_Stated problem_
Copy nothing but the lines running from the one containing "gray beard in" through the end of the listing below. Drop the pictures.

_Raw records_
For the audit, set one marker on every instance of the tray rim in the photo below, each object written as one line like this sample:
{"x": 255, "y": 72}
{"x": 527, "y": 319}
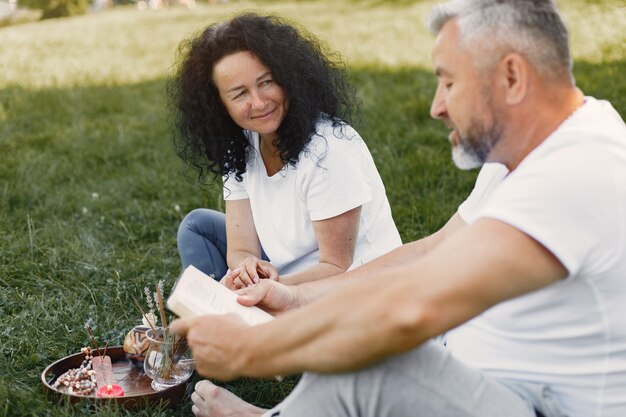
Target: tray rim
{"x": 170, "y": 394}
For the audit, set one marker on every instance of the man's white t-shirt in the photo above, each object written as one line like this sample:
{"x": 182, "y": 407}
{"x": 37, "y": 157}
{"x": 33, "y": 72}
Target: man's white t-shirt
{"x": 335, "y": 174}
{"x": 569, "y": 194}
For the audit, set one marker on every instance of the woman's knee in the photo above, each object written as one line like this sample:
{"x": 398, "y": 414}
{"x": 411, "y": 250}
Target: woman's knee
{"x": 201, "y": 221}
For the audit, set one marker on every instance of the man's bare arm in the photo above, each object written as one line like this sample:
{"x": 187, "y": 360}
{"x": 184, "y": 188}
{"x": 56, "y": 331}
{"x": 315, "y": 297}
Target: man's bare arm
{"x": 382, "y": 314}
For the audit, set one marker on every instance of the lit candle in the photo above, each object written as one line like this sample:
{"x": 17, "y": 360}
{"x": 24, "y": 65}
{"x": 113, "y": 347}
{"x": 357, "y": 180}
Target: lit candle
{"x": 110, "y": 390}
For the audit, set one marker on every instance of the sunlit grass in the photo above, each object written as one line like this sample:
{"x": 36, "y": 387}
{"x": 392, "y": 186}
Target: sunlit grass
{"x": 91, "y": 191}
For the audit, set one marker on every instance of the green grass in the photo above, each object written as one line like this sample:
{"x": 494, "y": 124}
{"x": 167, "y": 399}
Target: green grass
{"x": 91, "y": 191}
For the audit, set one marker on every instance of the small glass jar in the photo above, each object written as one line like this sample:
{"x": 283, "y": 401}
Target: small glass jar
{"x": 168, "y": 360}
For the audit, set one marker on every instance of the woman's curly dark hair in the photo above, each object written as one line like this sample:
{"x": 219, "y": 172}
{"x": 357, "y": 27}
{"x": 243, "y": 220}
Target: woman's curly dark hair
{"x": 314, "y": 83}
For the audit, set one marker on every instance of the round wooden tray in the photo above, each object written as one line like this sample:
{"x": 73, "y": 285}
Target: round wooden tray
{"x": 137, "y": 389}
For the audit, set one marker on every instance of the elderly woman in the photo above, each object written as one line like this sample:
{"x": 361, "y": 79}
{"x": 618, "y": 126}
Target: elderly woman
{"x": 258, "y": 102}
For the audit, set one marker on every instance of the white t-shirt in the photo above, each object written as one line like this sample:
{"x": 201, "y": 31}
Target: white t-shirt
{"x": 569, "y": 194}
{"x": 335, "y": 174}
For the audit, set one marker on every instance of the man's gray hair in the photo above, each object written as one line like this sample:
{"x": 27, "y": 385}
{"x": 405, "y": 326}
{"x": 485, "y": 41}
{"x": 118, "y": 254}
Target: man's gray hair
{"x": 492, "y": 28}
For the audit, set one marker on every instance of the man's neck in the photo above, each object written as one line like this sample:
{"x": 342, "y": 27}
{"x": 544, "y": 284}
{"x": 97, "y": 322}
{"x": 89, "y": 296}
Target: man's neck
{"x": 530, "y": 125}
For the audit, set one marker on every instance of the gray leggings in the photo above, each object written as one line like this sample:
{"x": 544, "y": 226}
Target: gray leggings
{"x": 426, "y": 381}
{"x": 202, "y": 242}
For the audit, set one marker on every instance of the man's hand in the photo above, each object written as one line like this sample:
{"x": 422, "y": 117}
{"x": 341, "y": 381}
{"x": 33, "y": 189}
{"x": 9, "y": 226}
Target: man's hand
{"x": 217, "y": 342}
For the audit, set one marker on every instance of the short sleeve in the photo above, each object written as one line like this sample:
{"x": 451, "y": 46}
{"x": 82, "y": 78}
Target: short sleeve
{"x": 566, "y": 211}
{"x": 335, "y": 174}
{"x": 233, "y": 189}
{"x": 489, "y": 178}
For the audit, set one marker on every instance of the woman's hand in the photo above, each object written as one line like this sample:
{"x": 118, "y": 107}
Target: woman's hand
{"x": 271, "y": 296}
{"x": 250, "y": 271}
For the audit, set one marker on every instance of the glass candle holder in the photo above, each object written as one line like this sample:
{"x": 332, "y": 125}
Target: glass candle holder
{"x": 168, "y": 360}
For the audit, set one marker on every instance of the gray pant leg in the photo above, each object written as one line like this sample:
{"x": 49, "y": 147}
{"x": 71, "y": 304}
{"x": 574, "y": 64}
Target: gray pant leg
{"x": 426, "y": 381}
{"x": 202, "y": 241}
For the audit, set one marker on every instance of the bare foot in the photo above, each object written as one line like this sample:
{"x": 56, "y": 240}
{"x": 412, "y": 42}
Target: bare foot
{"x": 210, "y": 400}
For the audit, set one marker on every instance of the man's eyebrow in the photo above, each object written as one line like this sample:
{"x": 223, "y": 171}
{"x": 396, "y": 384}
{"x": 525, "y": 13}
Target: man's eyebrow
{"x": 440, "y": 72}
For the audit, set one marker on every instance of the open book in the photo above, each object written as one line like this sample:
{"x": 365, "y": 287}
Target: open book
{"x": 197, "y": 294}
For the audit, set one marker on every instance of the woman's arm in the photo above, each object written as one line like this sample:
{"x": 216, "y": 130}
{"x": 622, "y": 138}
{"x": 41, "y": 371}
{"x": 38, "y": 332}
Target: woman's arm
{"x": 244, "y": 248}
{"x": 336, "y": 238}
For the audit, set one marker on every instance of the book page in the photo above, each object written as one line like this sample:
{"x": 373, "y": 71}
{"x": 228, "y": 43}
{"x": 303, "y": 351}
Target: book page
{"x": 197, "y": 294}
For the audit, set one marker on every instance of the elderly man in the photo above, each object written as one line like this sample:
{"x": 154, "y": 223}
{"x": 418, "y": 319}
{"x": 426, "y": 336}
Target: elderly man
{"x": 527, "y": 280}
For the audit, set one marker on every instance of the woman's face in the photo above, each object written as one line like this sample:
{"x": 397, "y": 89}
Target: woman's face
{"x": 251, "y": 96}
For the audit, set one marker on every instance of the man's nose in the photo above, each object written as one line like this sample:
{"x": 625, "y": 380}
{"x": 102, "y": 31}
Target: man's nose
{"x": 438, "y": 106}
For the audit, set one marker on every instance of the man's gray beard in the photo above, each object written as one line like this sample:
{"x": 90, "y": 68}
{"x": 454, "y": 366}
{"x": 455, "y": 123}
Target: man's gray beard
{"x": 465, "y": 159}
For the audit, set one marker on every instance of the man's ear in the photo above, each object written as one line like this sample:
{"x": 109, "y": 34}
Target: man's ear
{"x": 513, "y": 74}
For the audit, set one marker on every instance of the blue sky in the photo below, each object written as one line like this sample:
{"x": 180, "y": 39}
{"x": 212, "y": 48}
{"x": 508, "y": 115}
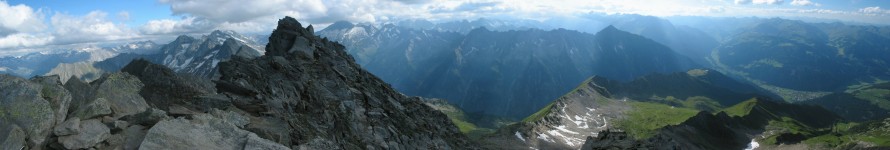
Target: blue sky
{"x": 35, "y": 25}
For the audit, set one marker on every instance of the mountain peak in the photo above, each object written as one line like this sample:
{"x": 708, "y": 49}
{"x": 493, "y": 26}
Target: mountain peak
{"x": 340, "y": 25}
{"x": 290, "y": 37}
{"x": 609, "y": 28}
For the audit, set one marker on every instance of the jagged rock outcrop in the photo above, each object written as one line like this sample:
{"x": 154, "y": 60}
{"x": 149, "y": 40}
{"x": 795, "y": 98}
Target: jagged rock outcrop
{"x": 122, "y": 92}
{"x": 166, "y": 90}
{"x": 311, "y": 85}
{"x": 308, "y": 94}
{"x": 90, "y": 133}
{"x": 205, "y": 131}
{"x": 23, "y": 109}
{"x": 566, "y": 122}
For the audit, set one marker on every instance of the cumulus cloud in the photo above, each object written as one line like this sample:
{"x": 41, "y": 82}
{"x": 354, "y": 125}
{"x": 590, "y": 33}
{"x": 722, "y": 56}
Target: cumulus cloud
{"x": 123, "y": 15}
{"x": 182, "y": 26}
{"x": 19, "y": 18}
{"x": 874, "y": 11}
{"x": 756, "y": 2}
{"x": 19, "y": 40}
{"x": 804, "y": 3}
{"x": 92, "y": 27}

_Problem solution_
For the audit, set one marker on every instance of the man's gray beard in the photo above, each object written as one line like this sample:
{"x": 90, "y": 68}
{"x": 454, "y": 366}
{"x": 455, "y": 123}
Target: man's gray beard
{"x": 465, "y": 159}
For the audit, set one marker on every instance of the man's ear in the photo above, each object written as one line like this sample:
{"x": 109, "y": 34}
Target: man's ear
{"x": 513, "y": 74}
For the audit, set one marker on every instance of the blue sky in the photo below, each object written as one line like this sample:
{"x": 180, "y": 39}
{"x": 212, "y": 48}
{"x": 508, "y": 115}
Target: blue sky
{"x": 35, "y": 25}
For the audit, set one marker on every instance of the mountain peak in the photo above, each object written as one line like this sample:
{"x": 708, "y": 49}
{"x": 493, "y": 26}
Target: mountain peak
{"x": 340, "y": 25}
{"x": 290, "y": 37}
{"x": 609, "y": 28}
For the audit, set one marker on every instance of the jagged rock outcrop in the photo above, each object written as one line like this sample:
{"x": 154, "y": 60}
{"x": 149, "y": 40}
{"x": 795, "y": 98}
Target: jagged rock outcrop
{"x": 122, "y": 92}
{"x": 166, "y": 90}
{"x": 311, "y": 85}
{"x": 308, "y": 94}
{"x": 90, "y": 133}
{"x": 205, "y": 131}
{"x": 23, "y": 109}
{"x": 566, "y": 122}
For the audit, set one marker on every instance of the cumulus cloud in the photo above, each object written as one line like this sample:
{"x": 41, "y": 82}
{"x": 354, "y": 125}
{"x": 590, "y": 33}
{"x": 722, "y": 56}
Target: cumulus cloud
{"x": 123, "y": 15}
{"x": 182, "y": 26}
{"x": 19, "y": 18}
{"x": 874, "y": 11}
{"x": 756, "y": 2}
{"x": 19, "y": 40}
{"x": 804, "y": 3}
{"x": 92, "y": 27}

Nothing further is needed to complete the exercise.